--- MATERIAL TO PROCESS ---
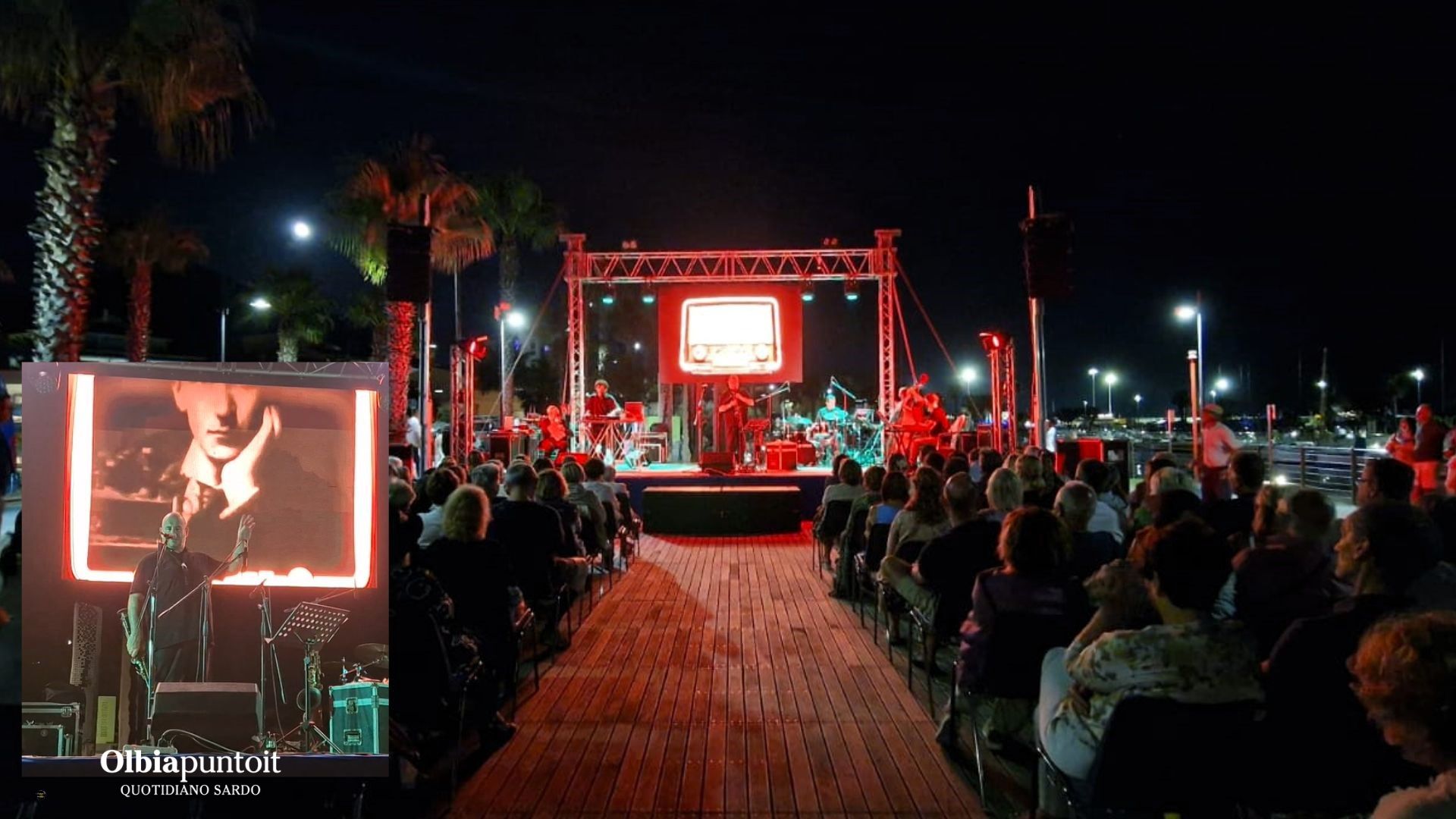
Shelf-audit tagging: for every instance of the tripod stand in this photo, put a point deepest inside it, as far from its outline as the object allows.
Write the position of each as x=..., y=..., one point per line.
x=313, y=626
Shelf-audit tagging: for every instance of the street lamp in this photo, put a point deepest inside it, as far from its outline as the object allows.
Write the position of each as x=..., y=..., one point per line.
x=258, y=303
x=513, y=319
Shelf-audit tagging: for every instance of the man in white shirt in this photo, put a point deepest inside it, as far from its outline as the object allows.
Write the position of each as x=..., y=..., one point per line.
x=1219, y=447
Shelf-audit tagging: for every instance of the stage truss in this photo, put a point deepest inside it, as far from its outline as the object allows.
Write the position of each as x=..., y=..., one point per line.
x=582, y=268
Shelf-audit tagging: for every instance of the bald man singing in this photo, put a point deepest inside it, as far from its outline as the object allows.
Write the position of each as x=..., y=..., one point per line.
x=175, y=645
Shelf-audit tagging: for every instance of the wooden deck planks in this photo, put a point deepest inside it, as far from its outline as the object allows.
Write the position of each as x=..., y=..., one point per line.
x=717, y=679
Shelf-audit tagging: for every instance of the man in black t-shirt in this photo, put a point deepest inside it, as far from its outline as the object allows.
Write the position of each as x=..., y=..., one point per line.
x=175, y=642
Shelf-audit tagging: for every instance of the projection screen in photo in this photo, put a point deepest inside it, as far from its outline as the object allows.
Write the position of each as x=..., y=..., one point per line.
x=299, y=460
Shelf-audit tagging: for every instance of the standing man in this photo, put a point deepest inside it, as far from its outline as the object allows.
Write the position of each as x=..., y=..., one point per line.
x=601, y=406
x=1218, y=449
x=733, y=410
x=1430, y=435
x=177, y=642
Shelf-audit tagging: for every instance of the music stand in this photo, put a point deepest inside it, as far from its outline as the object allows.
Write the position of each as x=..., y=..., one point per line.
x=313, y=626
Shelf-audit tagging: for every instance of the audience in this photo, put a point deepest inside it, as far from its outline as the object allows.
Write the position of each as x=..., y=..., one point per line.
x=437, y=488
x=1090, y=550
x=1187, y=656
x=1291, y=573
x=921, y=519
x=1312, y=713
x=1405, y=679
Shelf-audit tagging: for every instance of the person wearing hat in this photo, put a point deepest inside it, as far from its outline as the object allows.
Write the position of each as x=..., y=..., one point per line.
x=1219, y=449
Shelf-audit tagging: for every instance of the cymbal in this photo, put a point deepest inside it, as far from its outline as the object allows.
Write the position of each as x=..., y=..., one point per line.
x=373, y=653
---
◆ WORK TO DO
Copy every line of the records above word for word, leaving out the pictures.

◆ CORRECT OUTPUT
Shelf-audit tagging: for every instance of the tripod stand in this photo, put a point deepest inside it, as far from its outline as the object allows.
Write the position of each as x=..., y=..., one point per line.
x=313, y=626
Shelf-audit tagging: for every instance of the street lamp in this photo, put a point deepest inside it, as far from its outline as the object allows.
Write the position of each as x=..., y=..., one point per line.
x=258, y=303
x=513, y=319
Shelf-audit tagging: for every instance of the man in white shirt in this photo, put a point deepest inside it, as far from its outline as the object allows.
Write the position of each as x=..., y=..., one point per line.
x=1219, y=447
Shelf-audit tagging: for every instance of the stage truss in this photo, put a point deepest inside it, as far from its outline as the object allows.
Write the position of each as x=..., y=..., one point per line.
x=582, y=268
Shelf-audit tagging: for every instance of the bald man singing in this photo, put a point deepest inside it, as far from its outline as the object allows.
Write the position of each as x=..., y=..., one point per line.
x=175, y=645
Shelf-audit tagging: for every instance of the wooden deck planks in this photo, put a point deepest inside it, as far from its outline as the object allows.
Write the position of each as x=..., y=..., one point per line.
x=717, y=679
Shelf-audit tagging: for every instance of the man in black t-shirt in this photo, put a point deepest inside it, as far from its outline as the object allows.
Write the position of each as x=..., y=..., one point per line.
x=175, y=642
Shelf-audit tagging: for every instance of the projection screen in photo in this photo, put a point deepest inside it, as far from its outline as the object allows.
Write the position of each as x=..., y=..., one point per line.
x=299, y=460
Shelf-audit tagging: for every instance of the standing man in this photo, put a point deepest inside it, as far from its outline as the object allows.
Write the position of each as x=..., y=..., one point per line.
x=601, y=406
x=1218, y=449
x=733, y=410
x=1430, y=435
x=177, y=642
Shelf-audit tagging: for every instance of the music stand in this photo, put a point deepest inside it, as far from its outline as the object allows.
Write the position of each as x=..., y=..., one point per line.
x=313, y=626
Shelf-audit tagging: for every instance of the audience in this photo, put a point deepest inside it, as far from its outline as the object allows.
Write the position of each as x=..., y=..., one point per line.
x=437, y=488
x=1090, y=550
x=1187, y=656
x=1291, y=573
x=921, y=519
x=1312, y=713
x=1405, y=679
Shelf-audit tagging: for every instance of the person wearing hat in this photo, put a point deepest inside it, as far from its outline as the object allows.
Write the position of each as x=..., y=..., one point per line.
x=1219, y=449
Shelf-audit tagging: for every instance of the cymbal in this photo, put a point deepest inside it, as far from its outline as the object allows.
Write the position of each as x=..., y=..., one point per line.
x=373, y=653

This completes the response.